What is expected:
Edit the records from the line with "Question: can you spot any carved belt" to the line with "[391, 763, 628, 867]", inclusive, replacing "carved belt" with "sculpted belt" and leaving all else unchanged. Output only those lines.
══════════════════════════════
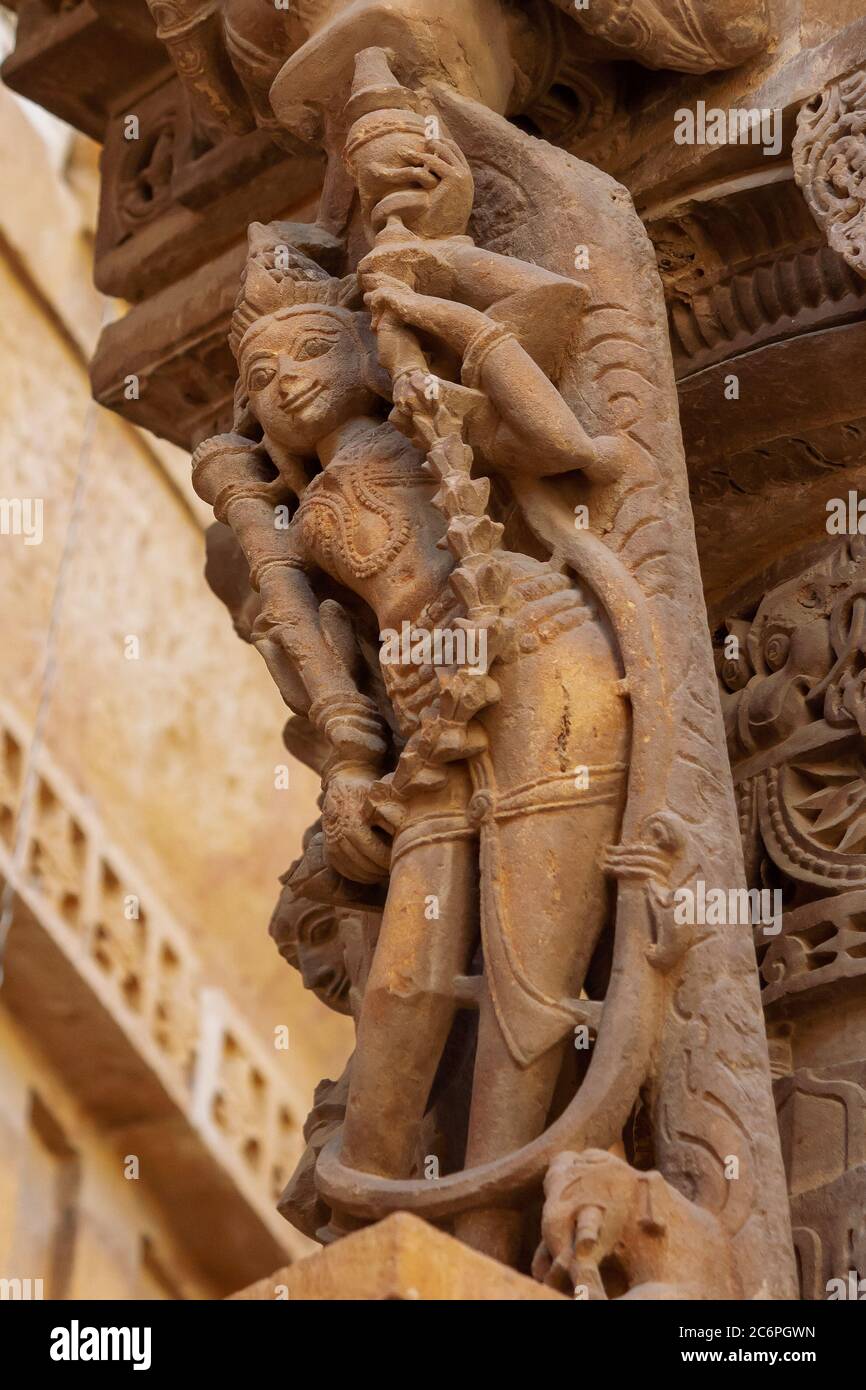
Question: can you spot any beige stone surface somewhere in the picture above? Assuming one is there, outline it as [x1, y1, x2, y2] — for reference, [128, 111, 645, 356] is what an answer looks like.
[0, 1006, 214, 1300]
[0, 92, 348, 1091]
[234, 1212, 564, 1302]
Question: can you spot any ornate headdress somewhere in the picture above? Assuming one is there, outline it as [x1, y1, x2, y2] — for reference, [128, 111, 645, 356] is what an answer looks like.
[228, 222, 360, 359]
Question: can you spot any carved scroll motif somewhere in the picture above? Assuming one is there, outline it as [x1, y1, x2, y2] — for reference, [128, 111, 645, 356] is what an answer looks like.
[792, 71, 866, 286]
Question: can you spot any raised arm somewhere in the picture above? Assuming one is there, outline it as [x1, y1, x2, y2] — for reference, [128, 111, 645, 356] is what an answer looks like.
[366, 275, 623, 481]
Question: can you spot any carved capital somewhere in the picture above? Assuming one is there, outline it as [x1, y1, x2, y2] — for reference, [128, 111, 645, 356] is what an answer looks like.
[792, 70, 866, 275]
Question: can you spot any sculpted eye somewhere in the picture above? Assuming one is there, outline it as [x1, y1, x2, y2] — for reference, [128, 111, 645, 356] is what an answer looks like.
[295, 338, 334, 361]
[249, 367, 275, 391]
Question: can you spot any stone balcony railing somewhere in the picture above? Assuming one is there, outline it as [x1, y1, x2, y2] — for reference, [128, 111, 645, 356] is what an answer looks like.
[0, 702, 314, 1291]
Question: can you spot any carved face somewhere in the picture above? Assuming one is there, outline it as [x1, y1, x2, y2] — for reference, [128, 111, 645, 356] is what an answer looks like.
[297, 908, 349, 1013]
[239, 306, 375, 455]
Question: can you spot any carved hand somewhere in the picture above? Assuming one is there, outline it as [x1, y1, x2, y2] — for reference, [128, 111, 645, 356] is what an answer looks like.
[364, 275, 491, 357]
[322, 769, 391, 883]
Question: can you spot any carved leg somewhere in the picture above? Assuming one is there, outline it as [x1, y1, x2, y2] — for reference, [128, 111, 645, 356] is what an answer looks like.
[455, 991, 563, 1265]
[455, 777, 620, 1265]
[343, 822, 478, 1177]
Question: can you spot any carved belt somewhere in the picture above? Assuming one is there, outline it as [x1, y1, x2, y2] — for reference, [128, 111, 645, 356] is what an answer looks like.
[391, 763, 628, 867]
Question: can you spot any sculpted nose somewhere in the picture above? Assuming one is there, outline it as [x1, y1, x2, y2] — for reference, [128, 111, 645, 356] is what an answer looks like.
[283, 361, 297, 395]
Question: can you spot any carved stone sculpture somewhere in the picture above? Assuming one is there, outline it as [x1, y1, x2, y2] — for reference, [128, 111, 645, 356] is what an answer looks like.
[719, 535, 866, 1298]
[193, 31, 794, 1298]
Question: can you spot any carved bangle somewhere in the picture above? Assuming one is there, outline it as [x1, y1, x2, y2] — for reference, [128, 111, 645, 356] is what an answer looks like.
[460, 322, 517, 389]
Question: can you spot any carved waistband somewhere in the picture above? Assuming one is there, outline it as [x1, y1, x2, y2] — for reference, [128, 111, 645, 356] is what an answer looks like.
[391, 763, 628, 866]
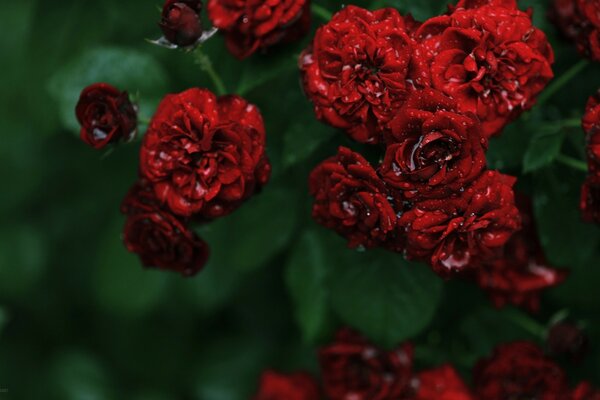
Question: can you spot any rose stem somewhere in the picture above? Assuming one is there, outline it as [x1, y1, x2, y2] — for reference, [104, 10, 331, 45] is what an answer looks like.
[194, 47, 227, 96]
[556, 154, 588, 172]
[310, 4, 332, 21]
[537, 60, 590, 106]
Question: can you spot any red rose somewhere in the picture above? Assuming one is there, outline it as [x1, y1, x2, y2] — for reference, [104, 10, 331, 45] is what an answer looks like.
[207, 0, 311, 59]
[550, 0, 600, 61]
[413, 2, 554, 137]
[380, 89, 487, 198]
[473, 342, 569, 400]
[475, 196, 567, 311]
[159, 0, 202, 47]
[75, 83, 137, 149]
[414, 365, 474, 400]
[582, 92, 600, 173]
[300, 6, 413, 143]
[569, 382, 600, 400]
[140, 89, 271, 219]
[121, 182, 209, 276]
[319, 329, 412, 400]
[253, 371, 321, 400]
[309, 147, 397, 248]
[398, 171, 521, 276]
[580, 176, 600, 224]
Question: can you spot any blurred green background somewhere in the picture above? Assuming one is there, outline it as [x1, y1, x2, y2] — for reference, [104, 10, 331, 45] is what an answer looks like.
[0, 0, 600, 400]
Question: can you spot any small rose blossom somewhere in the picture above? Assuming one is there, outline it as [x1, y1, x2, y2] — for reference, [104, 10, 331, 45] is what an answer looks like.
[300, 6, 414, 143]
[473, 342, 569, 400]
[121, 181, 209, 276]
[379, 89, 487, 199]
[319, 329, 413, 400]
[140, 89, 271, 219]
[309, 147, 397, 248]
[253, 371, 321, 400]
[159, 0, 202, 47]
[398, 171, 521, 276]
[75, 83, 137, 149]
[207, 0, 311, 59]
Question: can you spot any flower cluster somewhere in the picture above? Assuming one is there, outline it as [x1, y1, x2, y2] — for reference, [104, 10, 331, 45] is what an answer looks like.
[550, 0, 600, 61]
[308, 0, 562, 292]
[254, 329, 600, 400]
[581, 92, 600, 224]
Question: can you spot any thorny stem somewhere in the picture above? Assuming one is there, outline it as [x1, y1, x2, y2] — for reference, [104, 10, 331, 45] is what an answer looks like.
[537, 60, 590, 106]
[194, 47, 227, 96]
[556, 154, 588, 172]
[310, 4, 333, 21]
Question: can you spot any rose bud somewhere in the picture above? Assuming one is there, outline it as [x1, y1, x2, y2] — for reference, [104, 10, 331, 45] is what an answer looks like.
[121, 181, 209, 276]
[546, 321, 589, 362]
[319, 329, 413, 400]
[309, 147, 404, 252]
[75, 83, 137, 149]
[411, 365, 475, 400]
[140, 88, 271, 220]
[159, 0, 202, 47]
[252, 371, 321, 400]
[473, 342, 570, 400]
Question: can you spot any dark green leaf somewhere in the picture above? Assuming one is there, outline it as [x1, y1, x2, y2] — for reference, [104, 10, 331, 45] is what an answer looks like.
[523, 127, 565, 173]
[48, 47, 167, 131]
[332, 249, 442, 347]
[286, 229, 335, 342]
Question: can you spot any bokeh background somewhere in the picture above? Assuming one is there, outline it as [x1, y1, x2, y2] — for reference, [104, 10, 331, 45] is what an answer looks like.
[0, 0, 600, 400]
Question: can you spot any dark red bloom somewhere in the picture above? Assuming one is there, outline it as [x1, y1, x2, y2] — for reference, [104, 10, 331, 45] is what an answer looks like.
[207, 0, 311, 59]
[413, 365, 474, 400]
[580, 176, 600, 224]
[253, 371, 321, 400]
[398, 171, 521, 276]
[319, 329, 413, 400]
[569, 382, 600, 400]
[121, 181, 209, 276]
[75, 83, 137, 149]
[546, 321, 589, 362]
[473, 342, 569, 400]
[159, 0, 202, 47]
[413, 1, 554, 137]
[380, 89, 487, 198]
[309, 147, 397, 248]
[300, 6, 414, 143]
[550, 0, 600, 61]
[140, 89, 271, 219]
[475, 196, 567, 311]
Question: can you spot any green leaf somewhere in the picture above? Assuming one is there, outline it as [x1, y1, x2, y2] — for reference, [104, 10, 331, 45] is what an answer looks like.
[534, 166, 600, 267]
[286, 229, 335, 343]
[200, 182, 298, 271]
[48, 47, 167, 132]
[92, 218, 172, 317]
[332, 250, 442, 347]
[523, 126, 565, 173]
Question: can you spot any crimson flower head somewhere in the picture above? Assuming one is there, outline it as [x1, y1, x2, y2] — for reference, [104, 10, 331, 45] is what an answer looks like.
[75, 83, 137, 149]
[473, 342, 570, 400]
[475, 196, 567, 311]
[412, 0, 554, 137]
[207, 0, 311, 59]
[140, 89, 271, 219]
[121, 181, 209, 276]
[159, 0, 202, 47]
[253, 371, 321, 400]
[319, 329, 413, 400]
[300, 6, 414, 143]
[398, 171, 521, 276]
[309, 147, 397, 248]
[380, 89, 487, 199]
[413, 365, 475, 400]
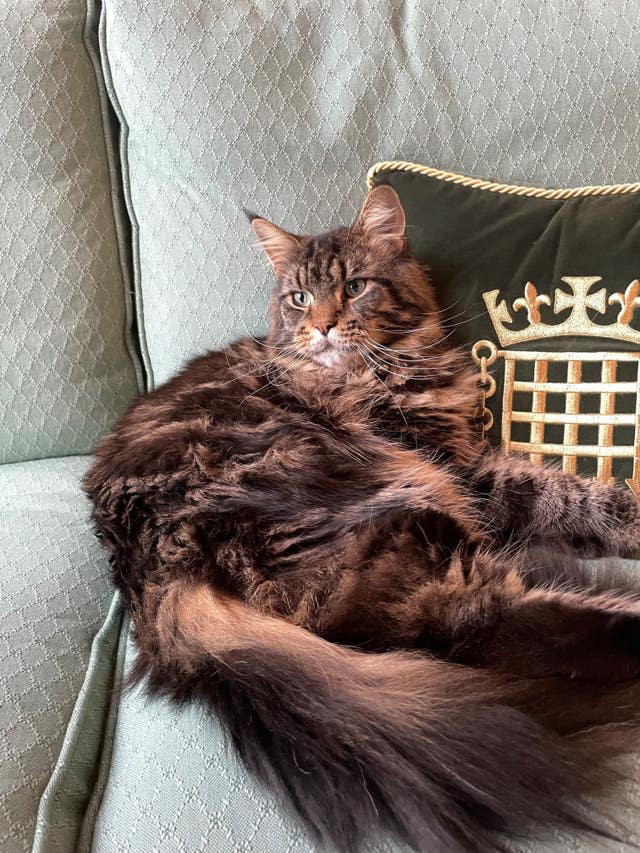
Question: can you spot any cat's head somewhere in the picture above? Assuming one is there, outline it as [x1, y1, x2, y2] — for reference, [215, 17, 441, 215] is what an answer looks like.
[251, 185, 441, 370]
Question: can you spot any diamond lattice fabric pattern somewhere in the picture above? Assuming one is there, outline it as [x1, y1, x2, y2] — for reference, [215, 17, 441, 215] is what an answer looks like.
[0, 457, 112, 853]
[0, 0, 138, 462]
[103, 0, 640, 383]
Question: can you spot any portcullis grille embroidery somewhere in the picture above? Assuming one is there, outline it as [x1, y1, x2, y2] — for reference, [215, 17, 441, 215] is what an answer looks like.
[472, 276, 640, 497]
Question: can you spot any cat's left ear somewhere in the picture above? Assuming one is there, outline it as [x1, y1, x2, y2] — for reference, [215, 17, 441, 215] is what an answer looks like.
[247, 214, 301, 277]
[355, 184, 406, 252]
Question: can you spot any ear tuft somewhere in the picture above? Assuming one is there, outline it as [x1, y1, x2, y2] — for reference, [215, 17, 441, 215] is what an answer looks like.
[356, 184, 406, 252]
[251, 217, 300, 276]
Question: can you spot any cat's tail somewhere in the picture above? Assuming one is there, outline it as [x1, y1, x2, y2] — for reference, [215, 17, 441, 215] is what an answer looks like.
[132, 582, 636, 853]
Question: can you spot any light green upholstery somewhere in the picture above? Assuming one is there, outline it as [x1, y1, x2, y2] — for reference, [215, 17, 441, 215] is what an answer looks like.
[0, 0, 640, 853]
[102, 0, 640, 384]
[0, 0, 138, 462]
[0, 457, 113, 853]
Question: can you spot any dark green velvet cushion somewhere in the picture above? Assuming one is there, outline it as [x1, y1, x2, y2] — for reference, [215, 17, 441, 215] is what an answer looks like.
[369, 164, 640, 492]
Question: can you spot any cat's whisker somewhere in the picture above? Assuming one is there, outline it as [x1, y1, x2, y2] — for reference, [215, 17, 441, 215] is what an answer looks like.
[358, 347, 409, 426]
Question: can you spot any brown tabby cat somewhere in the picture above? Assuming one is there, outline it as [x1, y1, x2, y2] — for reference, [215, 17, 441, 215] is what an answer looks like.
[85, 186, 640, 853]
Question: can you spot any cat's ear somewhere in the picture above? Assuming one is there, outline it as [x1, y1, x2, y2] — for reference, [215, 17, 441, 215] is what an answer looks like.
[251, 217, 301, 276]
[355, 184, 406, 252]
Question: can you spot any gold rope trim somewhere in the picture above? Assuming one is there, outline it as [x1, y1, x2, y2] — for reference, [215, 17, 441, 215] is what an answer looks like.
[367, 160, 640, 199]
══════════════════════════════
Result for this exercise:
Question: can you spot any sculpted belt somewhere in the picture above? Assuming one is there, outline it as [x1, y1, x2, y2] — for reference, [128, 111, 645, 356] is what an answer looks like.
[391, 763, 628, 867]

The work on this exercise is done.